TEXT SECTION section start

Building, which services the full scope of building construction, reported a 7% drop in contract revenue to 1.7 billion rand, but improved operating margins to 3.9% from 3.7% at August 2009, despite competitive trading conditions in South Africa. These conditions were offset to an extent by securing more profitable work in the rest of Africa. However increasing competition in traditional tender markets, exacerbated by returning capacity in the wake of the global economic downturn, will contribute to margin squeeze.

During the period the Inland operations successfully completed, amongst other projects, the I'Langa Shopping Mall in Nelspruit and the A-grade office block for FNB in Johannesburg. Construction is currently underway on the Shoprite distribution centre in Centurion and pharmaceutical facilities for Adcock Ingram in Midrand. In the Coastal operations a 220-room Southern Sun Hotel was successfully concluded during the period while work on the Unilever packaging plant and a Shoprite Distribution Centre is progressing well. Building continues to leverage its existing footprint across Africa to achieve growth. Recent contract awards in Malawi, Mozambique and Botswana are successfully offsetting declining revenue in South Africa.

For its International division, market conditions in the Middle East remain difficult with limited activity resulting in fewer new contracts and fierce competition.

Roads and Earthworks also saw contract revenue slow down to 518 million rand from 572 million rand with a reduction in margin to 12.3% from 13.8%. The Optimum Water reclamation project is nearing completion while work on the Lusip Tertiary Distribution and the Kusile Power Station contract is progressing well.

TEXT SECTION section end
DATA RECORDS section start

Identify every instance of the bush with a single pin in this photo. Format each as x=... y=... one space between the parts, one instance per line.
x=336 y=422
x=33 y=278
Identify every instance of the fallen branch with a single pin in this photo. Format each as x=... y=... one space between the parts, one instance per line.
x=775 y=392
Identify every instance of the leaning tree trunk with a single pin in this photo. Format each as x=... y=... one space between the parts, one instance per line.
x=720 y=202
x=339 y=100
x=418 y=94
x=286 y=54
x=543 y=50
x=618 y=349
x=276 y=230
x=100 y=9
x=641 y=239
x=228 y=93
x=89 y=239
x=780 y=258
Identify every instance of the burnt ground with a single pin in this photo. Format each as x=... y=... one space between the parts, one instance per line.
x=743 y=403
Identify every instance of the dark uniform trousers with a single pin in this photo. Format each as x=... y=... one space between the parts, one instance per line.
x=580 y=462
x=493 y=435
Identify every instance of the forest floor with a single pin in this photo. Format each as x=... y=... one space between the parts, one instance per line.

DATA RECORDS section end

● EXERCISE INSTRUCTIONS:
According to the construction results text, what operating margin did Building report, and what was it at August 2009?

● ANSWER AREA:
Building reported an operating margin of 3.9%, up from 3.7% at August 2009.